# Text block start
Alvin Ailey Dance Theatre

After 5 years, the Alvin Ailey Dance Theatre are back, under the directorship of Robert Battle, with four works; they astonish, engage, and are utterly incredible.

Based in New York, and founded in 1958 by choreographer and dancer, Alvin Ailey, the Ailey Dance Theatre “celebrates the uniqueness of the African-American cultural experience and the preservation and enrichment  of the American modern dance heritage”. The company today continues Ailey’s mission in drawing on “blood memories”, through presenting iconic works of the past and creating new ones. Their reputation is hugely established globally, and this it is clear why when one experiences the work of the dancers and choreographers.


The night opens with Exodus, choreographed by acclaimed hip hop choreographer, Rennie Harris. The piece explores the idea of ‘exodus’, from ignorance to conformity, to the steps towards enlightenment. Including poetic narration, and contrasts in light and dark, Exodus was a striking and engaging opening piece. Second, comes Four Corners, with dancers as spiritual seekers and four angels – choreographed by Ronald K. Brown. Four Corners is beautiful, emotive and poignant, full of rise and fall, and complexity. Following from Four Corners is After the Rain Pas de Deux. Christopher Wheeldon’s choreography left me in genuine tears. Gentle but startling, the duet is intricate and truly emotive. The night ends with Revelations, described as a “cultural treasure”, and as one of the oldest pieces in the company’s repertoire, is a true crowd-favourite.
# Text block end
- To-do list
A) In the Alvin Ailey Dance Theatre review, who choreographed Four Corners?
B) Based on the Alvin Ailey Dance Theatre review, explain how the company today carries on Ailey's mission.
C) Copy out the part of the Alvin Ailey Dance Theatre review starting with "Based in New" and going on through "dancers and choreographers.".
# Data section start
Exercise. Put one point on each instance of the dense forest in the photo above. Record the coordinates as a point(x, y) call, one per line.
# Data section end
- Results in order
A) Ronald K. Brown

B) The company continues Ailey's mission of drawing on "blood memories" by presenting iconic works of the past and creating new ones.

C)
Based in New York, and founded in 1958 by choreographer and dancer, Alvin Ailey, the Ailey Dance Theatre “celebrates the uniqueness of the African-American cultural experience and the preservation and enrichment  of the American modern dance heritage”. The company today continues Ailey’s mission in drawing on “blood memories”, through presenting iconic works of the past and creating new ones. Their reputation is hugely established globally, and this it is clear why when one experiences the work of the dancers and choreographers.